(Texte présenté)
....

Ainsi, les rebondissements ne manquent pas, et certaines phrases prononcées innocemment annoncent ces rebondissements et révélations surprenantes, ce qui nous montre bel et bien qu’aucune famille n’est parfaite, surtout celle des Lee, et que chaque famille a ses secrets, certains plus gros que d’autres. C’est un élément que j’ai beaucoup apprécié dans le roman. Loin de l’ambiance chaleureuse et familiale de Christmas Pudding, ici les faux-semblants, tensions, rancœurs et secrets de famille sont au centre du récit. Sans m’être particulièrement attachée à la plupart des personnages, j’ai pris plaisir à suivre cette famille où chaque révélation, chaque détail de leur vie est un plaisir à découvrir.


La recette a de nouveau pris chez moi, je me suis régalée à lire ce roman policier, ainsi que les surprises et révélations à la pelle, et revoir ce cher détective belge ! Je serais à présent curieuse de découvrir l'adaptation avec le célèbre David Suchet !


- (...) Il paraît que toute la famille se trouvait réunie dans la chambre de votre grand-père cet après-midi, et que... des paroles vives furent échangées.
Pilar sourit :
- Oui. C'était bien amusant. Grand-père les a tous mis en colère.

....

(Données fournies)

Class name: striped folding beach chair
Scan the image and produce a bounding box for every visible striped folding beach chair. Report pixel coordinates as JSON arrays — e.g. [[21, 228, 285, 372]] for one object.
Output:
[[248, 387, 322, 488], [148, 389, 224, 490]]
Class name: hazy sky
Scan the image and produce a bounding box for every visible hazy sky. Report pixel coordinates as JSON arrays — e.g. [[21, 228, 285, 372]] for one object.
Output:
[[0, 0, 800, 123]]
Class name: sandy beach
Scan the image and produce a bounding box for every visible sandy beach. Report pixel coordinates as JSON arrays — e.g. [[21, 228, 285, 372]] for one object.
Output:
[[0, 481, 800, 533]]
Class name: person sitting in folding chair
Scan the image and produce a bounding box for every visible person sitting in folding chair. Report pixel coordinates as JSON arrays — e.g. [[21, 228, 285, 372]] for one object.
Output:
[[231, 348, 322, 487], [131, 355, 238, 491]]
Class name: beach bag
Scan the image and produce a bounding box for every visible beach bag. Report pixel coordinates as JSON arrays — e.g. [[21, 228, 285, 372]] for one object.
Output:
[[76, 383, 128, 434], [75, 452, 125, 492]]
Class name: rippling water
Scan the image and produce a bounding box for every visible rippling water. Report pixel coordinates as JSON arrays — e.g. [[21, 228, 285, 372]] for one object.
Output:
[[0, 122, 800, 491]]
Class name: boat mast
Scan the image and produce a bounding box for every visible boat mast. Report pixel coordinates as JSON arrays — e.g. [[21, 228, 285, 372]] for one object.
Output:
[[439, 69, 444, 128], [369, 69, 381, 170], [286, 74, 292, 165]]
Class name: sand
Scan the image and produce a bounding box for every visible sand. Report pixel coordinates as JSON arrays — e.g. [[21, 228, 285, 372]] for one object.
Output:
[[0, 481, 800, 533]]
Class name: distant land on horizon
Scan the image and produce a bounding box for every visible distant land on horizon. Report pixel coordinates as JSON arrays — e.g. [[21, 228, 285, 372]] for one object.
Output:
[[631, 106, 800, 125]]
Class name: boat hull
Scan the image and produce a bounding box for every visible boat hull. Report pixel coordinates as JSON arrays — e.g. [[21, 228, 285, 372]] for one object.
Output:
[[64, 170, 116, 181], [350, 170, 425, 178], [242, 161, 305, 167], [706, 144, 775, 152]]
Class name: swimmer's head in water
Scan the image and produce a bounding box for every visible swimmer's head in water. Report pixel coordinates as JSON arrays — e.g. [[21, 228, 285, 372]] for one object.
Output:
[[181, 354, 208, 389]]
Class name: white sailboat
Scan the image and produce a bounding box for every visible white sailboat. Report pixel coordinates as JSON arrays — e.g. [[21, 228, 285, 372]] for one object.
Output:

....

(Consigne écrite 1) D'après le texte présenté, quel acteur célèbre joue dans l'adaptation mentionnée ?
(Consigne écrite 2) Recopiez le passage du texte présenté qui commence à « La recette a » et se termine à « vives furent échangées. ».

(Réponse complète 1) David Suchet.

(Réponse complète 2)
La recette a de nouveau pris chez moi, je me suis régalée à lire ce roman policier, ainsi que les surprises et révélations à la pelle, et revoir ce cher détective belge ! Je serais à présent curieuse de découvrir l'adaptation avec le célèbre David Suchet !


- (...) Il paraît que toute la famille se trouvait réunie dans la chambre de votre grand-père cet après-midi, et que... des paroles vives furent échangées.